Assigned task - Beginning at the line containing "Where can you spot the gothic" in the material below and ending at the line containing "Where can you spot the cross", return each line exactly and add nothing.

------------------------------------------------------------------------

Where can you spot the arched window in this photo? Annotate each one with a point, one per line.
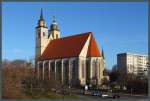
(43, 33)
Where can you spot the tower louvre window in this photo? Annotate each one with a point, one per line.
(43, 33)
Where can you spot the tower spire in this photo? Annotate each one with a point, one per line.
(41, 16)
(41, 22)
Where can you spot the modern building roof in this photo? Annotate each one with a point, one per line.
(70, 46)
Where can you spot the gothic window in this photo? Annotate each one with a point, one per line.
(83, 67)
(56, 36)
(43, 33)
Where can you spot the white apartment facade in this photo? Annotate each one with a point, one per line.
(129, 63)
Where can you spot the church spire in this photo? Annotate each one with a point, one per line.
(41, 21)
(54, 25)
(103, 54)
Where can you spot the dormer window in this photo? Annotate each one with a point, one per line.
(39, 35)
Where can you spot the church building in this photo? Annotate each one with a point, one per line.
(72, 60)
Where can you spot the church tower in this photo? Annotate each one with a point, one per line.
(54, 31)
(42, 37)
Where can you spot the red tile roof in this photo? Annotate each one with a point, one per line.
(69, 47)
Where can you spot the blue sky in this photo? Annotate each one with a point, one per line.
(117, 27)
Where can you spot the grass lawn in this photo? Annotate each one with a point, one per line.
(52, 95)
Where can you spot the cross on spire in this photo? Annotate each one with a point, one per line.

------------------------------------------------------------------------

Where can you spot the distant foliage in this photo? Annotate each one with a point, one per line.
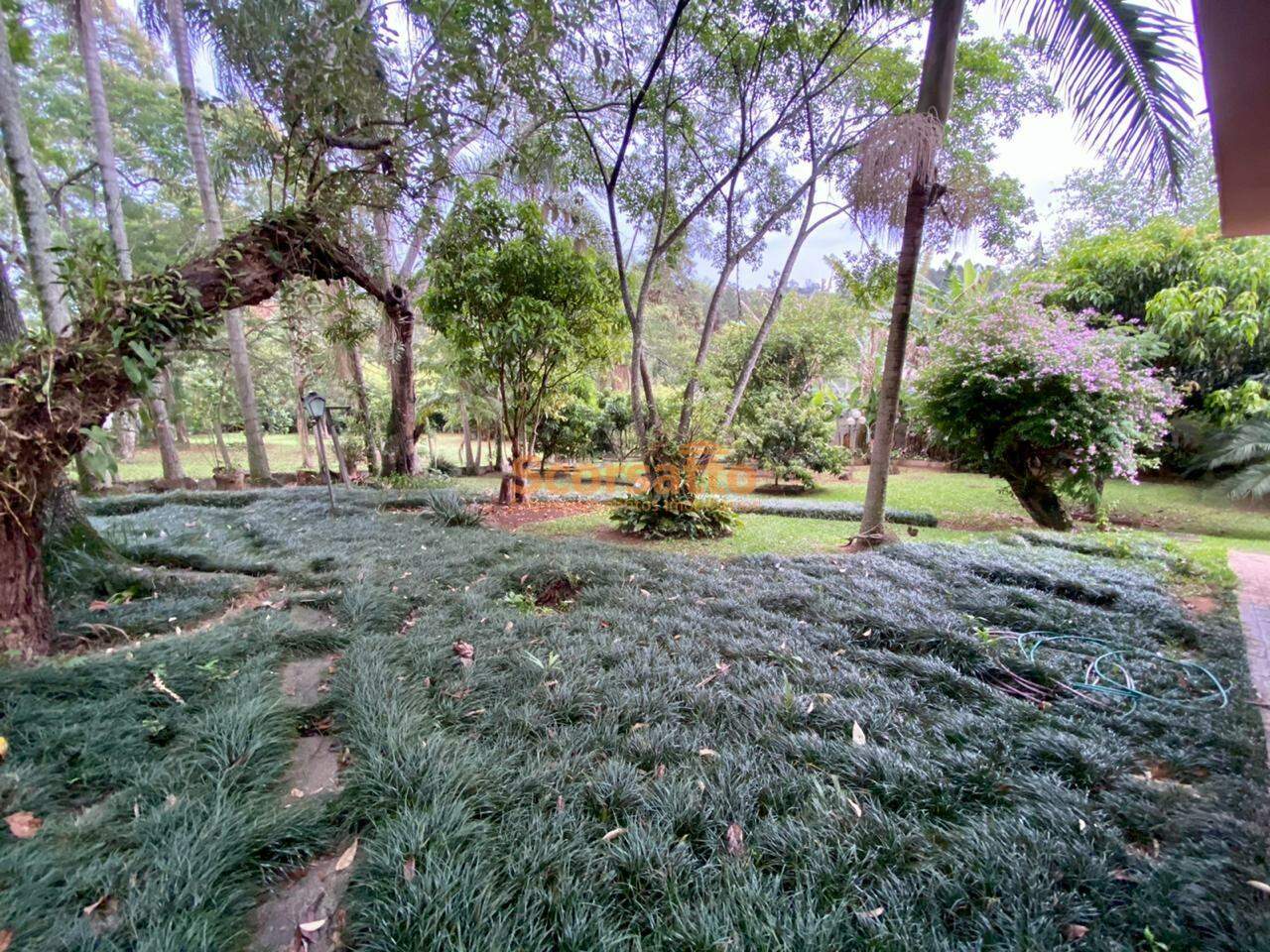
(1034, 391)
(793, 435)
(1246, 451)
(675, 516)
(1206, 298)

------------------------------------------------------------------------

Exercise response -
Where can you spot the gothic window in this photo? Annotate each one with a point, one per line.
(83, 67)
(56, 36)
(43, 33)
Where can you spot the white apartment facade in this photo? Annotate each one with a point, one per line.
(129, 63)
Where can you spot the church spire in this photo? Annotate each one with a point, one per line.
(41, 21)
(54, 25)
(103, 54)
Where can you spot the dormer window in this photo? Annotate each one with a point, one per line.
(39, 35)
Where can you spot the church building in this photo? Annotate each one with a point, one per line.
(72, 60)
Where can you spot the church tower in this photo? Annotate each one with a point, one per line.
(54, 31)
(42, 37)
Where can you spot the red tile roof in this photo? Annotate each one with a point, one per line.
(69, 47)
Where can you spot the blue sky in this photo? Annotate each one with a point, one per line.
(117, 27)
Where can you spot the grass lawn in this photo? Annotate each one with a point, one per line.
(52, 95)
Where can you spot the cross on spire in this photo? Annotate each one with a point, one per line.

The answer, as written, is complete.